**Task to carry out**
Copy out the lines of the data below verbatim, beginning with the line containing "Can you find the black boot?" and continuing through the line containing "point(579, 590)".

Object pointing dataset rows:
_ _ _

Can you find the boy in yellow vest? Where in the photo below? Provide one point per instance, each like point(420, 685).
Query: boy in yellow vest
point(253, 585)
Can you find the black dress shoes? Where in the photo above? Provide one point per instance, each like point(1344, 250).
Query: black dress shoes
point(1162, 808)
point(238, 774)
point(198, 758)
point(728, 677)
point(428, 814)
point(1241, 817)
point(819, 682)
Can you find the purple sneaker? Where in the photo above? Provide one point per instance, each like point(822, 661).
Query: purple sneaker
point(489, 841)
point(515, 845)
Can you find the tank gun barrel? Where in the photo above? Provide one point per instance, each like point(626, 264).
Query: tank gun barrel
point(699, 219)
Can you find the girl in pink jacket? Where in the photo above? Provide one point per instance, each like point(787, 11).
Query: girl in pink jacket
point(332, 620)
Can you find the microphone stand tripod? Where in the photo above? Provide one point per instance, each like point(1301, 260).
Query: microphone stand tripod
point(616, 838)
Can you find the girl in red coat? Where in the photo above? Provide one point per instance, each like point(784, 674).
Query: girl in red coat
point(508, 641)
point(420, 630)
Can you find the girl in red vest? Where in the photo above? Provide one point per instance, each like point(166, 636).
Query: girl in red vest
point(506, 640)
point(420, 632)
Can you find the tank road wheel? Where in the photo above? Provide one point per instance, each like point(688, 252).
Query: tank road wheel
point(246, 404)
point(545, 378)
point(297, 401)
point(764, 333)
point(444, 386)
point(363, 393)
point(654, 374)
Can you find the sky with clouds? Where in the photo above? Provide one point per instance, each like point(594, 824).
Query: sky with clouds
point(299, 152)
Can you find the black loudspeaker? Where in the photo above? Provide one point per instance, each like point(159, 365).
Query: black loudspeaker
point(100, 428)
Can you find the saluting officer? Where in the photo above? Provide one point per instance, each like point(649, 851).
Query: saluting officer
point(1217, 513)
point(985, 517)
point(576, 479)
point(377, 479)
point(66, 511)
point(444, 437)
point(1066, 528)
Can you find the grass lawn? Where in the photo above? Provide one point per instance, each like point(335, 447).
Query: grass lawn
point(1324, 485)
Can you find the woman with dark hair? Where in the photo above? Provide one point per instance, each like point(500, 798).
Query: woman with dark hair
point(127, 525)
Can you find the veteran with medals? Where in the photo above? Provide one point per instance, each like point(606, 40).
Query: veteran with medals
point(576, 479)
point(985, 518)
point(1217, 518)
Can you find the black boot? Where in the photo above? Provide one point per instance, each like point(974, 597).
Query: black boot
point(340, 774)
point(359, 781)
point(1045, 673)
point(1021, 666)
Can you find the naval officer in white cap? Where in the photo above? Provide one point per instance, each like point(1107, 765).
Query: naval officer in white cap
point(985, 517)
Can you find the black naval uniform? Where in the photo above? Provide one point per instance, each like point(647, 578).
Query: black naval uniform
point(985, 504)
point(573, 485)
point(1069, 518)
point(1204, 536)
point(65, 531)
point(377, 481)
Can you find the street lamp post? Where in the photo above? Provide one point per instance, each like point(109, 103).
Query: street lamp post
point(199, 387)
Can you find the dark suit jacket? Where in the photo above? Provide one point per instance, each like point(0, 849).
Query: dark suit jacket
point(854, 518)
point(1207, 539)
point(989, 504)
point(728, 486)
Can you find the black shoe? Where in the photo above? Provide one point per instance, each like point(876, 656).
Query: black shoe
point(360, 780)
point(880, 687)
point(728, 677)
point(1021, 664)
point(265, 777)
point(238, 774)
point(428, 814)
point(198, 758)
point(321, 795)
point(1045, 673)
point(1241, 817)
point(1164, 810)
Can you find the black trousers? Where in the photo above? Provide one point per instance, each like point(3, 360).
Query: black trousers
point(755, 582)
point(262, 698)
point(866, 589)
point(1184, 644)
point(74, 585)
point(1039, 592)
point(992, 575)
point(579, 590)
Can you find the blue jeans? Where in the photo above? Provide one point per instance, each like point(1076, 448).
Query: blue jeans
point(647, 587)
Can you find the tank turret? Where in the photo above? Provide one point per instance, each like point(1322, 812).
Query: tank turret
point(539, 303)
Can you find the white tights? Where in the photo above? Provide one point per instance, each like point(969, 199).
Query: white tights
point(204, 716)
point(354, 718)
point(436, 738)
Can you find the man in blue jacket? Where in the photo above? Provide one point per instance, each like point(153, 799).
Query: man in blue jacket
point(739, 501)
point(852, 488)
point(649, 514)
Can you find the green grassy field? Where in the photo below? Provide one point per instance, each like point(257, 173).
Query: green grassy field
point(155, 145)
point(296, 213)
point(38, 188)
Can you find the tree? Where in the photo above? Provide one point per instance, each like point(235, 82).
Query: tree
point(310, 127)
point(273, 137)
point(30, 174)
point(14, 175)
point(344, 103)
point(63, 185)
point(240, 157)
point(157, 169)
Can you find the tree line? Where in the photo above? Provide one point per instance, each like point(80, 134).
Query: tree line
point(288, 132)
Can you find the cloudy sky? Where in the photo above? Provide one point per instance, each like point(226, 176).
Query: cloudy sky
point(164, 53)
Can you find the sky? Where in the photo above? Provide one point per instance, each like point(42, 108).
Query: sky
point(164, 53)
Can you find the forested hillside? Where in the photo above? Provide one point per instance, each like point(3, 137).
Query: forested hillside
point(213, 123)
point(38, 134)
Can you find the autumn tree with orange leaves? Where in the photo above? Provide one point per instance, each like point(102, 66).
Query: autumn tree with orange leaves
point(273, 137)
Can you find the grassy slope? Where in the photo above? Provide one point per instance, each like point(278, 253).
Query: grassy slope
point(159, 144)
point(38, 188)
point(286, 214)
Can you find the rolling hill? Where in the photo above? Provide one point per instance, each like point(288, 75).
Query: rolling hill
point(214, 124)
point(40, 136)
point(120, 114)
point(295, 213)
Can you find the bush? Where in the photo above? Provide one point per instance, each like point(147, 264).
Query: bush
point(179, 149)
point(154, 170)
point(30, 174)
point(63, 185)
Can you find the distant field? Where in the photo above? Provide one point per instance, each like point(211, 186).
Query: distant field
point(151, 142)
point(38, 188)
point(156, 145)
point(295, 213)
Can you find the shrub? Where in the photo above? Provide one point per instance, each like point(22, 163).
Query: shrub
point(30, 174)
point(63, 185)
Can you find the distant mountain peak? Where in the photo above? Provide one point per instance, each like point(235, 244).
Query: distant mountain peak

_ _ _

**Task output**
Can you find the black boot? Where in the photo above? Provide one point per instance, each like point(974, 597).
Query: black boot
point(340, 774)
point(359, 781)
point(1045, 673)
point(1021, 666)
Can you find the naval officer in white cap? Where in the photo above? Provide one point per instance, each like point(1107, 765).
Query: naval officer in white cap
point(985, 517)
Can you find the black naval uniform? Where in the photo above? Provide one point per instance, each like point(647, 578).
Query: black naval uniform
point(985, 504)
point(573, 485)
point(1069, 518)
point(1204, 536)
point(65, 531)
point(377, 481)
Can you find the street lamp post? Where in the photo above? Provide one point per instance, each like point(109, 103).
Query: street lamp post
point(199, 387)
Can you find the dark suit jacket? Where in the photo above? Provide one point per instance, each like point(0, 849).
Query: dark suit jacket
point(854, 518)
point(1207, 539)
point(989, 504)
point(728, 486)
Can you find the black shoe? Where in the photo above? Provide one point per instance, each like point(876, 656).
Query: black shoe
point(360, 780)
point(880, 687)
point(728, 677)
point(1021, 664)
point(265, 777)
point(238, 774)
point(428, 814)
point(198, 758)
point(321, 795)
point(1045, 673)
point(1241, 817)
point(1164, 810)
Can you find the black trousers? Where in the photo above? Provide one point per instance, each like point(3, 360).
Query: black trousers
point(755, 582)
point(262, 698)
point(866, 589)
point(1184, 644)
point(74, 585)
point(1039, 592)
point(992, 575)
point(579, 590)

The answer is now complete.